▶ _EXERCISE INSTRUCTIONS_
**a)** Decide whether each statement agrees with the text on the Jamie Leigh Jones allegations, answering yes or no and quoting the deciding words: (i) the alleged assault happened three days after KBR moved Ms. Jones to Iraq; (ii) criminal charges have been filed in the matter; (iii) Senator Akaka agrees that security contractors have blanket legal immunity in Iraq.
**b)** Using the text on the Jamie Leigh Jones allegations, please explain in one to three sentences why the senators sent their letters.

▶ _STUDY TEXT_

↓

Location: Washington, DC

U.S. Senators Daniel K. Akaka, Barack Obama, and Jon Tester sent letters to the Attorney General, and the Inspector Generals of the Defense and State Departments, seeking information about their apparent failure to investigate allegations made by former Halliburton/KBR administrative assistant Jamie Leigh Jones that she was drugged and raped by several co-workers while employed at Camp Hope in Baghdad, Iraq.

The alleged assault occurred in July 2005, three days after KBR had transferred Ms. Jones to work in Iraq. Ms. Jones was treated at a U.S. Army Hospital in Iraq after reporting that she was raped. According to recent news reports, no criminal charges have been filed in the matter and reporters have been unable to confirm that any federal agency is investigating.

Senator Akaka said, "It has been more than two years since Ms. Jones reported that she was drugged and raped. Ms. Jones' allegations are extremely disturbing, yet it seems that KBR, the Defense Department, and the State Department may have ignored the matter rather than seeking the truth. Some media accounts have suggested that security contractors have blanket legal immunity for what they do in Iraq. That is untrue. But the existing legal loopholes for U.S. government contractors working abroad - and the widespread perception that these contractors operate completely free of legal constraints - must be addressed. Congress should make this an urgent priority."

↑

▶ _DATA FOR ANALYSIS_

↓

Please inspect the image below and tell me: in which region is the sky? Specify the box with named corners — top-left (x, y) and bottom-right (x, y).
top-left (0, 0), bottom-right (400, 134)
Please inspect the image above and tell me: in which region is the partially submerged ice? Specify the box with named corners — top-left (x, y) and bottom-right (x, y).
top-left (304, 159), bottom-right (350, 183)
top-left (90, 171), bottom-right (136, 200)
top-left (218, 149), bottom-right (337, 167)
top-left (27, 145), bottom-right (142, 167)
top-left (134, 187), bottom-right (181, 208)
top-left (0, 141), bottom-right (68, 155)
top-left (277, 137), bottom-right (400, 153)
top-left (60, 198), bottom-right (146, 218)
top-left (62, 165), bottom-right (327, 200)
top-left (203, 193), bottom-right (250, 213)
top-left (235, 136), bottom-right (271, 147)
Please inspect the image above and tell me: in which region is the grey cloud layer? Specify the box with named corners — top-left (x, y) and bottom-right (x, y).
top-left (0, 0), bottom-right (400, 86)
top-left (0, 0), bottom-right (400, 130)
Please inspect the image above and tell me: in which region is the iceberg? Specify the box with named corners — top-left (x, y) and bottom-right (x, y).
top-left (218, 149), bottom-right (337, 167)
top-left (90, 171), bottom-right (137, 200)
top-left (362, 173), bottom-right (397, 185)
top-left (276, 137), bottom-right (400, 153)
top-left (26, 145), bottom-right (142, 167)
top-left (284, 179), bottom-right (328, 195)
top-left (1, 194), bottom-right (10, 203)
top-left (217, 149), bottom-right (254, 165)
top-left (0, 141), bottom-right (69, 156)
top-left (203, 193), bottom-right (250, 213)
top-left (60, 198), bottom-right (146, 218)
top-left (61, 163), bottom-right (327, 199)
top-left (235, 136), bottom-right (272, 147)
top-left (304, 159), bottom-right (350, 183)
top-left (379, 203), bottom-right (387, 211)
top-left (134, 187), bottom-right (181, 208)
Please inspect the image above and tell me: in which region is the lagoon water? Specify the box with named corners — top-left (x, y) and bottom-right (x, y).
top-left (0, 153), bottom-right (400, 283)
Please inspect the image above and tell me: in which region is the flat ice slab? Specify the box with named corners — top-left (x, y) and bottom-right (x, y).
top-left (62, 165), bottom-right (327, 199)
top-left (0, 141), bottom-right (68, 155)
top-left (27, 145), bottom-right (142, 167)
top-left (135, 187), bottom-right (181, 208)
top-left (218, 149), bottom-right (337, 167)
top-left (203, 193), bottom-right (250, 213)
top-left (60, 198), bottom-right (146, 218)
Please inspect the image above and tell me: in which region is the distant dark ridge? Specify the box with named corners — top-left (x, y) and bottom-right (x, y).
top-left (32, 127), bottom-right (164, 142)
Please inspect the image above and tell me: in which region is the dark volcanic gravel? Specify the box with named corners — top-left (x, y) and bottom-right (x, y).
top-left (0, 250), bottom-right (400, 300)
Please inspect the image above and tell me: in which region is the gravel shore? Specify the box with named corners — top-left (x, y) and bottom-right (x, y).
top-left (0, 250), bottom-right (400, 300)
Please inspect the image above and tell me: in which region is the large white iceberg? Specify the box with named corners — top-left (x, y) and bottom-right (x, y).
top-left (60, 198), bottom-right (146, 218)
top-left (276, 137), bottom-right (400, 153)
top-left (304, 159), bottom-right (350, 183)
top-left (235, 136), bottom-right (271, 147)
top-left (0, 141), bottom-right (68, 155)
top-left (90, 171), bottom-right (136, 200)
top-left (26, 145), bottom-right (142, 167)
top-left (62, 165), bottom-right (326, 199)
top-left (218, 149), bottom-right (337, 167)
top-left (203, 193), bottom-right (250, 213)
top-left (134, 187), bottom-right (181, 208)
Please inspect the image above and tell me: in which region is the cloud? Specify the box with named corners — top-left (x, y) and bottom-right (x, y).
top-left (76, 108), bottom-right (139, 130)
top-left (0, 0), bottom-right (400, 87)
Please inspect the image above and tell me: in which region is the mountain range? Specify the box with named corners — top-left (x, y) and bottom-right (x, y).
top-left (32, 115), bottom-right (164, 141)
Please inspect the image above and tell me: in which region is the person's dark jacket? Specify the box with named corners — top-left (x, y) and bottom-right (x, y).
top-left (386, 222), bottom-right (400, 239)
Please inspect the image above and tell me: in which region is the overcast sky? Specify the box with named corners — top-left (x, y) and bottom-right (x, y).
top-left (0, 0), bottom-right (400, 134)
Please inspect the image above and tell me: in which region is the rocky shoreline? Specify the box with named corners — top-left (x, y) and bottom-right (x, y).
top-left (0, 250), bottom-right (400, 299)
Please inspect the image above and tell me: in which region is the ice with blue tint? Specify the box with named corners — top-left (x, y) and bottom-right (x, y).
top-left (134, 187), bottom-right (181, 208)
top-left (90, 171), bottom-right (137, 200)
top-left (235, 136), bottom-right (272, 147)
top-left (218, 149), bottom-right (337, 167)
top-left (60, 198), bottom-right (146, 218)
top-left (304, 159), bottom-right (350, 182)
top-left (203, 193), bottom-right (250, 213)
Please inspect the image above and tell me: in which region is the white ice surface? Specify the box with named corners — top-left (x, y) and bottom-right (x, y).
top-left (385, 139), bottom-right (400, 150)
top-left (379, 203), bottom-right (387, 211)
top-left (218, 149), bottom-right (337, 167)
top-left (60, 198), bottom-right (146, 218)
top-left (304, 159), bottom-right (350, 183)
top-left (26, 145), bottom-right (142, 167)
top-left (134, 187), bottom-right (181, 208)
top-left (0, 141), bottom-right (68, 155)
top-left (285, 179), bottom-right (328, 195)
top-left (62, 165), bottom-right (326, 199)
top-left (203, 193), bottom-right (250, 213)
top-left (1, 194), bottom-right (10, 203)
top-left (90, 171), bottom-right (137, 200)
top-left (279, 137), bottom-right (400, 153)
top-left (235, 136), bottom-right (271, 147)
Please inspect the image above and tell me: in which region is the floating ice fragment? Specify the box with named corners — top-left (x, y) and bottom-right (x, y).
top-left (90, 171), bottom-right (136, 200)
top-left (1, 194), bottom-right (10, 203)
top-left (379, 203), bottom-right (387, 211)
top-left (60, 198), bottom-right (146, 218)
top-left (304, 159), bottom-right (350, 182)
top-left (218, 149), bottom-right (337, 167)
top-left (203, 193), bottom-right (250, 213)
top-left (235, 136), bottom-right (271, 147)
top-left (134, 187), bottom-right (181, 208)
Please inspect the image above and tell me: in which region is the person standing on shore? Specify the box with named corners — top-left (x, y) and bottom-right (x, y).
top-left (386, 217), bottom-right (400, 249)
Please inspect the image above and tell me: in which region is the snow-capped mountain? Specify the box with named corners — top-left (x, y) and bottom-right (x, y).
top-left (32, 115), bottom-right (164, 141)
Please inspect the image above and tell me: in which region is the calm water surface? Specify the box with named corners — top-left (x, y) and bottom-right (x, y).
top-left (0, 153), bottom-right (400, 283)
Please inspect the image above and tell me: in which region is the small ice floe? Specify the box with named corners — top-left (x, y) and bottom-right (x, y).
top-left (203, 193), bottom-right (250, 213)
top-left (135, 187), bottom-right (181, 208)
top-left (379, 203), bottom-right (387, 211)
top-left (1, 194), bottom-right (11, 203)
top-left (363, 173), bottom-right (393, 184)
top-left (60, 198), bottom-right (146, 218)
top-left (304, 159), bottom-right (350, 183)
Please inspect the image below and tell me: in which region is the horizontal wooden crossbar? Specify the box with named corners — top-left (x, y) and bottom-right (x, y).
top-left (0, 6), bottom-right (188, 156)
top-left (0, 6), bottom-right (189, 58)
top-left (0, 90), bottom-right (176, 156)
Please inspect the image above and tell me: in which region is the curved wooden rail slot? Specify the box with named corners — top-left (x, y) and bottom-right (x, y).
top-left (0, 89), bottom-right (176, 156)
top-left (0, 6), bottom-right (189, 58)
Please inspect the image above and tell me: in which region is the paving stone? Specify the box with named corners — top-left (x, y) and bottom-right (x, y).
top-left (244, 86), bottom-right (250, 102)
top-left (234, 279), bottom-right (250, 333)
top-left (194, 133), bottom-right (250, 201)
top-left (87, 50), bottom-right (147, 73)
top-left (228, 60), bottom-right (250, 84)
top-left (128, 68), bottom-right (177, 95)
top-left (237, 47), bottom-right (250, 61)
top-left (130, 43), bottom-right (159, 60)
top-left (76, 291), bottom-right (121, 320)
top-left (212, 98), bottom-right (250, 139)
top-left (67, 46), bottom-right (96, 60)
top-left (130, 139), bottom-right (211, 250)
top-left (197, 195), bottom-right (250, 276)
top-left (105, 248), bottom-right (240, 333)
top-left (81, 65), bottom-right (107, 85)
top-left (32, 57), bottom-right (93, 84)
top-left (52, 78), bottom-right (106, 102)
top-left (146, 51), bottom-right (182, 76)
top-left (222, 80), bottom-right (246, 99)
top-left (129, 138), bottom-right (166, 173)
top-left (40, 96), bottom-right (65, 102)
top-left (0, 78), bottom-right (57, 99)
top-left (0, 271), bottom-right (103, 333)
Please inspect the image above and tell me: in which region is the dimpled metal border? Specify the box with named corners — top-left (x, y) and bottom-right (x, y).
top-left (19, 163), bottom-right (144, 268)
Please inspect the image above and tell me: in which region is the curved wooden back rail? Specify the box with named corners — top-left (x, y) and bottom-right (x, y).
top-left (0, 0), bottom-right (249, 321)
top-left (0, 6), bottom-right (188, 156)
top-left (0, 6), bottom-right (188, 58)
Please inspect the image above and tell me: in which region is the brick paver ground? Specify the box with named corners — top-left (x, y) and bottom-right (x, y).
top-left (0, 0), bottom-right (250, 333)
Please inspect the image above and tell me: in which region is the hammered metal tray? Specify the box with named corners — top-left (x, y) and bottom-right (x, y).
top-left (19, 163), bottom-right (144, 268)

↑

▶ _RESULTS FOR THE EXERCISE_
**a)**
(i) Yes: "three days after KBR had transferred Ms. Jones to work in Iraq."
(ii) No: "no criminal charges have been filed in the matter."
(iii) No: "That is untrue."

**b)** Senators Akaka, Obama, and Tester wrote to the Attorney General and the Inspector Generals of the Defense and State Departments. They sought information about those officials' apparent failure to investigate Jamie Leigh Jones' allegations that several co-workers drugged and raped her while she was employed at Camp Hope in Baghdad.